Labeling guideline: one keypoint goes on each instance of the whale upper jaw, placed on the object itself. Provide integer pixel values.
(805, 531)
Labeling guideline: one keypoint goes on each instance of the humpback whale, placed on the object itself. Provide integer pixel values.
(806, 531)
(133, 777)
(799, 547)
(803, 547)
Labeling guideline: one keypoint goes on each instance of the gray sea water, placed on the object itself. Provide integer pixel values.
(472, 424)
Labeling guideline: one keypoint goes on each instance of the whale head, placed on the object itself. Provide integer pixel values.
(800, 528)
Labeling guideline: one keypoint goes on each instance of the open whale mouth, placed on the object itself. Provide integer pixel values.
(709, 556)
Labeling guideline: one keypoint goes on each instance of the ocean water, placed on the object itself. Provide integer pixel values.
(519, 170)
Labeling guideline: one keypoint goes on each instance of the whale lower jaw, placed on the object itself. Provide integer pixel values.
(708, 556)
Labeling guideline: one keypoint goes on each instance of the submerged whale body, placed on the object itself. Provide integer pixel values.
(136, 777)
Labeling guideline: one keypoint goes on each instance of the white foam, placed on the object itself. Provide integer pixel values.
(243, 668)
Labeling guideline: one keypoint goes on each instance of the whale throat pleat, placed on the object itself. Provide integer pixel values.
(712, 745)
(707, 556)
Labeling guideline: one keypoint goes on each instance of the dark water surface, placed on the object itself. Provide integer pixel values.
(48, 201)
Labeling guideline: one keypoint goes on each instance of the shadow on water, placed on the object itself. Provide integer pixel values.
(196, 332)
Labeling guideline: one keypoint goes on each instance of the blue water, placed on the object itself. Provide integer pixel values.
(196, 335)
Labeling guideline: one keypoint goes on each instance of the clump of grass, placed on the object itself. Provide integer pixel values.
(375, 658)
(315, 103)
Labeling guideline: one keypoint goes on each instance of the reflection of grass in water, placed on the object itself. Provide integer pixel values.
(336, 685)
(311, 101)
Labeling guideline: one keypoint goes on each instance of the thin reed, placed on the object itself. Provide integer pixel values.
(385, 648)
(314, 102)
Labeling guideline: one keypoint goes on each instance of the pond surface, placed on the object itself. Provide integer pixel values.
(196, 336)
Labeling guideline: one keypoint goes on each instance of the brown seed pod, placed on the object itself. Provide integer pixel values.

» **Exercise instructions**: Copy out word for word everything from the line containing "of the thin" down to the end of the items above, including both of those ends.

» **Full output**:
Labeling guideline: one keypoint goes on each instance of the thin reed, placed on the object itself. Provide integer pixel values.
(385, 648)
(314, 102)
Labeling guideline: one keypoint goes on each instance of the pond surface, placed on the object itself. Provide integer pixel values.
(196, 336)
Labeling guideline: one keypoint goes on each instance of the brown seed pod, placed on the object itself. Provide integer pixel values.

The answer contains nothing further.